Passage given:
═══

From: owner-ccamp@ops.ietf.org [mailto:owner-ccamp@ops.ietf.org] On Behalf Of Pandian, Vijay
Sent: Monday, March 05, 2007 2:07 PM
To: ccamp@ops.ietf.org
Subject: Questions on draft-takacs-asym-bw-lsp-00.txt

Hi,
 
I have some basic questions, primarily trying to understand the scope of this ID as well as the application behind such a requirement.
 
1. Does this ID address just an asymmetric Bandwidth requirement? 
The postulation was that GMPLS today supports bi-directional service with a single RSVP-TE session creating a bidirectional LSP.  The most common implementation of this is Optical TDM networks.  Since this was the starting point, the ID postulates setting up an asymmetric service with a single asymmetric LSP.  (Like many new drafts it sets a requirement and postulates a an implementation.)

═══

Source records
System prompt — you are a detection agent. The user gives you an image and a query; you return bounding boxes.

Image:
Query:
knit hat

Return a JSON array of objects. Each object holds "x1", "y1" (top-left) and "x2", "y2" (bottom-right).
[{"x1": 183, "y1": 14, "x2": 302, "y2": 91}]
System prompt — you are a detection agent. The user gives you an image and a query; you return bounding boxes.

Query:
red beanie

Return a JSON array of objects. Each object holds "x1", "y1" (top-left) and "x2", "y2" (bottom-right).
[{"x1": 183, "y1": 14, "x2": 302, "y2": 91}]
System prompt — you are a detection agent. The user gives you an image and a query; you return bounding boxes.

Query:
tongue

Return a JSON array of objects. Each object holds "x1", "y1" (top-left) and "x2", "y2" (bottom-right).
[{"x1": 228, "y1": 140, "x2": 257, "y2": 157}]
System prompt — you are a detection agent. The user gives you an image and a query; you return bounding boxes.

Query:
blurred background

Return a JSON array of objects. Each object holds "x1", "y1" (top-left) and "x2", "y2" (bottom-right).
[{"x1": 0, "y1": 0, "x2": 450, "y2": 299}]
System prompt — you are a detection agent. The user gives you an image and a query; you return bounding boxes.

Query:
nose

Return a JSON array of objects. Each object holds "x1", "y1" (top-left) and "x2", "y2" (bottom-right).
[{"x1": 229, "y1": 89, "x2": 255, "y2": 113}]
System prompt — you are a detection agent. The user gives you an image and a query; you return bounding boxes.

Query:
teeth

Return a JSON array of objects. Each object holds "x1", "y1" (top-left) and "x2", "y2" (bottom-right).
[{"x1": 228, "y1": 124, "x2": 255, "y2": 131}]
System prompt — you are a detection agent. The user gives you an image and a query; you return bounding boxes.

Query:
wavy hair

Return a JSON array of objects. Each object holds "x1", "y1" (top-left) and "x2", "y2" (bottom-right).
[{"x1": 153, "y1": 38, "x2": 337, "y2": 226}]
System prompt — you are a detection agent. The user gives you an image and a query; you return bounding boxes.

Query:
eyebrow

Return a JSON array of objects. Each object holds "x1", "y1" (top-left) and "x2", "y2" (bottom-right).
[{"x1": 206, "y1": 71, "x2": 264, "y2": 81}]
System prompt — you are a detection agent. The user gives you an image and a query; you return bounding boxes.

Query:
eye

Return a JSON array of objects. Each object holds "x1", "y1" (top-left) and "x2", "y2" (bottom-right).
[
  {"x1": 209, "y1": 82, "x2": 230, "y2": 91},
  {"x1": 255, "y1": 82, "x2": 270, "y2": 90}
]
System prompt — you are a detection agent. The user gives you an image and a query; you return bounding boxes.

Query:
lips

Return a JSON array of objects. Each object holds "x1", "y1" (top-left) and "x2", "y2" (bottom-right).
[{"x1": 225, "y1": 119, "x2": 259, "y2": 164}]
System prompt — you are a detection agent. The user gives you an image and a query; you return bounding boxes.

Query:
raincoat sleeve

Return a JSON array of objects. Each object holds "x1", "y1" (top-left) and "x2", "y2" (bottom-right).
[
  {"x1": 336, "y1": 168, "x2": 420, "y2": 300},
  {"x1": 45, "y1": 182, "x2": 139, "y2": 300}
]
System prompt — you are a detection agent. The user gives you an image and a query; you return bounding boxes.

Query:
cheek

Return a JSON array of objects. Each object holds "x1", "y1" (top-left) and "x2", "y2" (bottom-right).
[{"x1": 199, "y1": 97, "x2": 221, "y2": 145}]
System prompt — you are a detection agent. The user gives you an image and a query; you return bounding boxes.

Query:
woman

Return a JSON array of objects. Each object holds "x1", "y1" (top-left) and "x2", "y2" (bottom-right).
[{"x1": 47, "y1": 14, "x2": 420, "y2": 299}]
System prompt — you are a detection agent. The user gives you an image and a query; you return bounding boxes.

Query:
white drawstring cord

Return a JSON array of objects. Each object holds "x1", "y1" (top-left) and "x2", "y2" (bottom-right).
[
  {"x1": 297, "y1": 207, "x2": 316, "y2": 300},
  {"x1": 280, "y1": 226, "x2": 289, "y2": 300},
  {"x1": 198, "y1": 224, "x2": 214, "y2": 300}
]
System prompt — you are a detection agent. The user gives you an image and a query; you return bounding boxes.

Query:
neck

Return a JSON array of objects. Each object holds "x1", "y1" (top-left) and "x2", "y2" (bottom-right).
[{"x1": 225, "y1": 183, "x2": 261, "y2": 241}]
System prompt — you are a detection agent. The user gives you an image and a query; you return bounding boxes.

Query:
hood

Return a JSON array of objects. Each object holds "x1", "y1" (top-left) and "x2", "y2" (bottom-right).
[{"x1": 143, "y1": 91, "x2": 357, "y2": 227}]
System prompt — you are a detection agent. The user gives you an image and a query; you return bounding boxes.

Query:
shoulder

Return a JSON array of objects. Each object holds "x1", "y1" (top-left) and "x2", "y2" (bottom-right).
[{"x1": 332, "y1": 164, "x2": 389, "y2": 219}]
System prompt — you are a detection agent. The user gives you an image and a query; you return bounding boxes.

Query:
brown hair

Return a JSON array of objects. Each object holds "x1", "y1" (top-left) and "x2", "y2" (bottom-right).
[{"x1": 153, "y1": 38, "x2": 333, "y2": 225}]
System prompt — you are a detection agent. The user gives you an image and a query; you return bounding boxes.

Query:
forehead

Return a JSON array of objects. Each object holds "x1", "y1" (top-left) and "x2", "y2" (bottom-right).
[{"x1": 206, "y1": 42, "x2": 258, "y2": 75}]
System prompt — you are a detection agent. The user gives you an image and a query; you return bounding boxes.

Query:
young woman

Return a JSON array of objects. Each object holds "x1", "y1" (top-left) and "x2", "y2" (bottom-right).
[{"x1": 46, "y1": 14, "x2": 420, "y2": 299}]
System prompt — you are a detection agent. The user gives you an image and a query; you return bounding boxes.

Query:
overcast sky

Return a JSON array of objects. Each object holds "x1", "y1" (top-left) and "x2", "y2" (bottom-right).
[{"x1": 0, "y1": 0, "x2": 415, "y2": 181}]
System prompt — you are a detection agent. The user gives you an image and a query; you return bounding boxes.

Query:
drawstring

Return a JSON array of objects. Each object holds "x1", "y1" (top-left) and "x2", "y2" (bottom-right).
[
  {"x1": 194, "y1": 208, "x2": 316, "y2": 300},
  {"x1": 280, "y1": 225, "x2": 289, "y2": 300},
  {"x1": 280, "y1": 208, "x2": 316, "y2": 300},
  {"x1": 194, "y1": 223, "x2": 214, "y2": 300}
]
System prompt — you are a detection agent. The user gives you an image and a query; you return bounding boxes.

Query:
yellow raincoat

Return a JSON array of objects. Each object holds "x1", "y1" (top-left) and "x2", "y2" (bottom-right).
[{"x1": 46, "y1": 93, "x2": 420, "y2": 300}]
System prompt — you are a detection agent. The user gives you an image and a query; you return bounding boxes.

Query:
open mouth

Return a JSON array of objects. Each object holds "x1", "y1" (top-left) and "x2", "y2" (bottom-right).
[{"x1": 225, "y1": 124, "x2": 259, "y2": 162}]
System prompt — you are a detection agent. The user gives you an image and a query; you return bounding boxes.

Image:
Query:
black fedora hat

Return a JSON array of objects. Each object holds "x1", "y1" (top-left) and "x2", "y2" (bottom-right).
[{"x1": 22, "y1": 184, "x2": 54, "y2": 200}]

═══

To-do list:
a) In the email, reproduce the passage that begins at the words "I have some" and ends after the words "asymmetric Bandwidth requirement?".
b) On what date was the email sent?

Replies:
a)
I have some basic questions, primarily trying to understand the scope of this ID as well as the application behind such a requirement.
 
1. Does this ID address just an asymmetric Bandwidth requirement?

b) Monday, March 05, 2007